= Recorded data =
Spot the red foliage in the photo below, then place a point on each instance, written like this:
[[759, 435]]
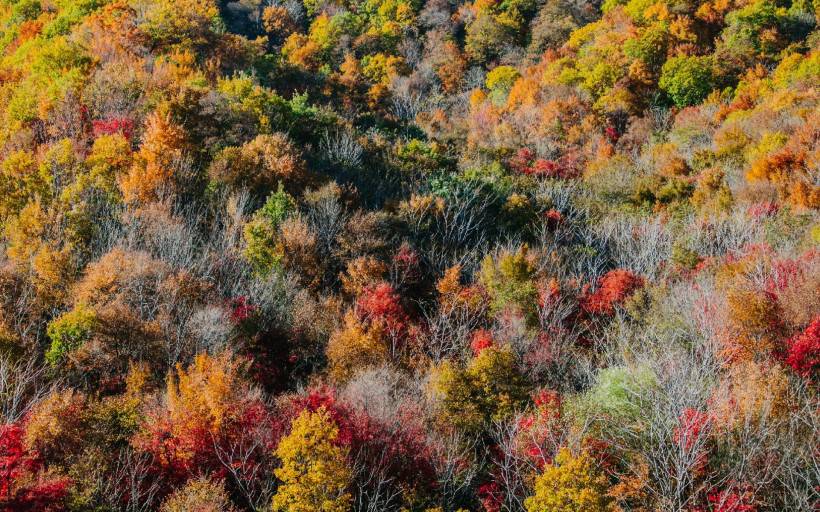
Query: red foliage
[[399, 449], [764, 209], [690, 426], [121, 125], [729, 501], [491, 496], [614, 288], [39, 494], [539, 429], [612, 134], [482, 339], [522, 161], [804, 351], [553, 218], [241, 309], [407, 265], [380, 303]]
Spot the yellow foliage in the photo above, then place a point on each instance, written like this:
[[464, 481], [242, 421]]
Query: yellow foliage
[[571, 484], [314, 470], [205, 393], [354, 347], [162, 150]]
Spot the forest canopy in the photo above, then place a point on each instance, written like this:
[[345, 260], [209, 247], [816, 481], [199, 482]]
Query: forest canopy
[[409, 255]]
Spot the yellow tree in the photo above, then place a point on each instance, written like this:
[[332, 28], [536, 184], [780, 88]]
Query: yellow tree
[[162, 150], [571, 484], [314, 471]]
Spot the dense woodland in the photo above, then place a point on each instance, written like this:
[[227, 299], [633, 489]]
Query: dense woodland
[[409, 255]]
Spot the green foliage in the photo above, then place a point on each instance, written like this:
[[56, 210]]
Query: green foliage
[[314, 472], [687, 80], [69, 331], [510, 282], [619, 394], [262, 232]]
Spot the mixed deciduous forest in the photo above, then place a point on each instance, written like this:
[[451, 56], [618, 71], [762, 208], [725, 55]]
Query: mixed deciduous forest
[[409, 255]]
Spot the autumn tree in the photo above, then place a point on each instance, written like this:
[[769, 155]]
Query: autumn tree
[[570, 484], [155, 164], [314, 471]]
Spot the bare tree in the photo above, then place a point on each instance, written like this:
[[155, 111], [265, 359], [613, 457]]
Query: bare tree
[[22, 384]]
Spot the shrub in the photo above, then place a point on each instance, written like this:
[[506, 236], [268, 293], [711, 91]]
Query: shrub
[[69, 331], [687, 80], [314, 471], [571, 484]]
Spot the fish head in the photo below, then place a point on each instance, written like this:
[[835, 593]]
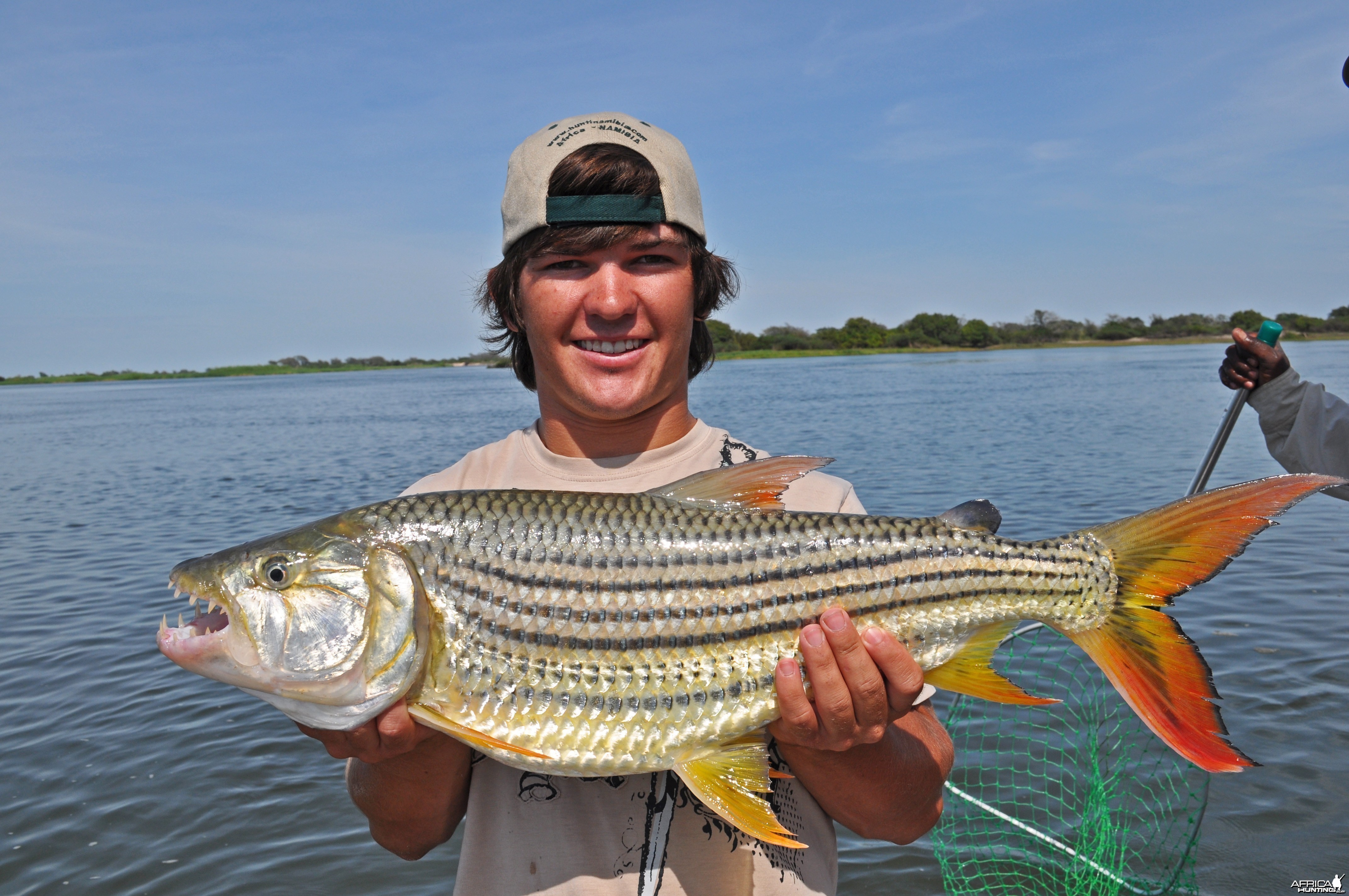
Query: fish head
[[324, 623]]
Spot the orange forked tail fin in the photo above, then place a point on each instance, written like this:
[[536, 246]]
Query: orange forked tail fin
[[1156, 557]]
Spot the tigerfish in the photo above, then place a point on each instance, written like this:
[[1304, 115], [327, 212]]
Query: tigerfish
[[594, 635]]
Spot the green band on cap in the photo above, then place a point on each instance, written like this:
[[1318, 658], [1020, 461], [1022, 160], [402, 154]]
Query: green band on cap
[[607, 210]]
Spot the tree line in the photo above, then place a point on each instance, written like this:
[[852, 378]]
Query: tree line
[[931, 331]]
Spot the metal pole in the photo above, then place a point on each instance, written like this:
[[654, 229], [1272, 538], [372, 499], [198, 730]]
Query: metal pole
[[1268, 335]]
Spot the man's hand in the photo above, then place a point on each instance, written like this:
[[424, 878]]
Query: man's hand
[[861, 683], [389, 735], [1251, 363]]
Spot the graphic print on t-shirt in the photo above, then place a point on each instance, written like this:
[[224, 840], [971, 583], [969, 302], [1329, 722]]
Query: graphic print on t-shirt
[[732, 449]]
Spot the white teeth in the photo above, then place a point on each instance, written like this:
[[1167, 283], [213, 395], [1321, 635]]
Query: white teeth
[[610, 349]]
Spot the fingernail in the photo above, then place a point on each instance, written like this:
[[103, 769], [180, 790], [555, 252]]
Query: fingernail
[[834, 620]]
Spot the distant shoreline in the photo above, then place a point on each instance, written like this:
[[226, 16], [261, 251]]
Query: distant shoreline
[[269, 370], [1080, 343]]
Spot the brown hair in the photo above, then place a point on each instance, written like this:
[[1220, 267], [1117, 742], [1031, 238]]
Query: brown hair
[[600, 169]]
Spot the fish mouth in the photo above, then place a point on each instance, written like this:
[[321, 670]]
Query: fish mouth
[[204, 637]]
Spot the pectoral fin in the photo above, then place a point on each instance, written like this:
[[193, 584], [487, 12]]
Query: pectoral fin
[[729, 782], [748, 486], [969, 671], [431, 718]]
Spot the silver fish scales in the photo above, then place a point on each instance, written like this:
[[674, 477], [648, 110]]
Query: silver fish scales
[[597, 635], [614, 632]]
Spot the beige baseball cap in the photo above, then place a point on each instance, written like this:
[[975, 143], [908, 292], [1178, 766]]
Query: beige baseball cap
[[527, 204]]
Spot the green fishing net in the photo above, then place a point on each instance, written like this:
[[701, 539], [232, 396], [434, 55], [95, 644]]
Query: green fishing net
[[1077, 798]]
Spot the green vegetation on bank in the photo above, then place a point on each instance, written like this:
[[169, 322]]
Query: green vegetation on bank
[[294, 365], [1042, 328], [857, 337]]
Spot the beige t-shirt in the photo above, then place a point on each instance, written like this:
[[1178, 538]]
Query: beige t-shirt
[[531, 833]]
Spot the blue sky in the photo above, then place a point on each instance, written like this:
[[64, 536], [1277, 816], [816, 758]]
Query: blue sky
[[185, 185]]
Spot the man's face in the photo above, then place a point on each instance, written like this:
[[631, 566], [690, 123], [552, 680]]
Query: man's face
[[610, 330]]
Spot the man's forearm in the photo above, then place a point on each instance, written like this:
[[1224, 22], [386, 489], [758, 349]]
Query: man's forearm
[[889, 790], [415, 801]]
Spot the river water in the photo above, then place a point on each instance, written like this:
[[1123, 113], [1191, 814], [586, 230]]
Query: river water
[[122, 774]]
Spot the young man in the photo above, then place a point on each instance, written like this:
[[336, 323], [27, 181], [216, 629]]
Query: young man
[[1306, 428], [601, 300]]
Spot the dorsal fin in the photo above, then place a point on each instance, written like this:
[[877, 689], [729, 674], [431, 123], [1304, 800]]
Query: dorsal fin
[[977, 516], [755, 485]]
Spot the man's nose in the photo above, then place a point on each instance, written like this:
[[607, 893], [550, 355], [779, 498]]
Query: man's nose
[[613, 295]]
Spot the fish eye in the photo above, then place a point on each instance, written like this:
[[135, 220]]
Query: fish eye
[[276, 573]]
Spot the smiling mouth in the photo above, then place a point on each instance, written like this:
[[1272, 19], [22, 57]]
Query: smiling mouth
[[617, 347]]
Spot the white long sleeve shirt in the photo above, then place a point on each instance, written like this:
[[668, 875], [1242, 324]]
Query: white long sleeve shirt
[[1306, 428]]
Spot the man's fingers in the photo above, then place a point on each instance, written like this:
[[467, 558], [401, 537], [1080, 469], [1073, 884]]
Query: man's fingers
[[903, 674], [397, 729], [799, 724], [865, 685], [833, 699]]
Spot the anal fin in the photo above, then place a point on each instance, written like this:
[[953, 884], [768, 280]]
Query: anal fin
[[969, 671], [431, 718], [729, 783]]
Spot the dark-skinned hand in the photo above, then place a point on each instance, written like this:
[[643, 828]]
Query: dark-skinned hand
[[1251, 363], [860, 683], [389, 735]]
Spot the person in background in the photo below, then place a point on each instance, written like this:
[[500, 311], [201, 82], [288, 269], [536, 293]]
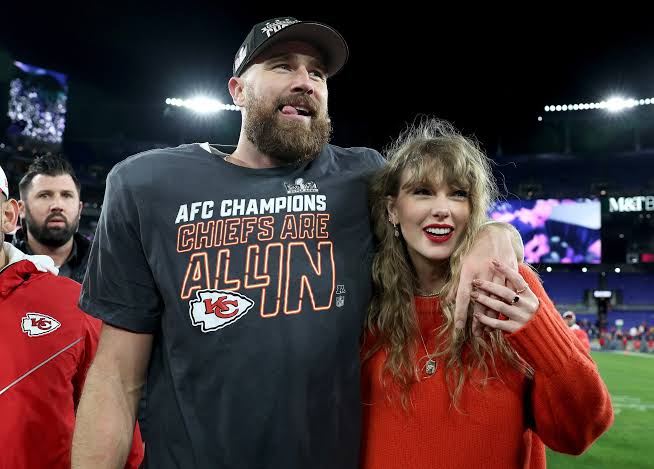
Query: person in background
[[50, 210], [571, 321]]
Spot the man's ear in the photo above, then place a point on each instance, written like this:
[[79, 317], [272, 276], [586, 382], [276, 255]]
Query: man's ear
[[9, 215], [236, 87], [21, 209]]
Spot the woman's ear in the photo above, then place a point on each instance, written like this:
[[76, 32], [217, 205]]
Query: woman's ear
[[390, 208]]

= Problem requirements =
Leave the pictures out, and please copy only the lines from the one with "Spot the person" through the end of the listing.

= Reply =
Spot the person in background in the photo below, then place a point on each instance, written like this:
[[500, 311], [201, 82], [288, 269], [536, 293]]
Query: person in background
[[50, 210], [571, 321]]
Spot the man's ear in the photo above, then place a point on each instance, written like this:
[[79, 317], [272, 276], [586, 382], [276, 255]]
Query: man's ear
[[9, 215], [236, 87], [21, 209]]
Spot the woman's ear in the photo above, then place a point on each instance, written like this:
[[76, 32], [217, 205]]
Query: woman's ear
[[390, 208]]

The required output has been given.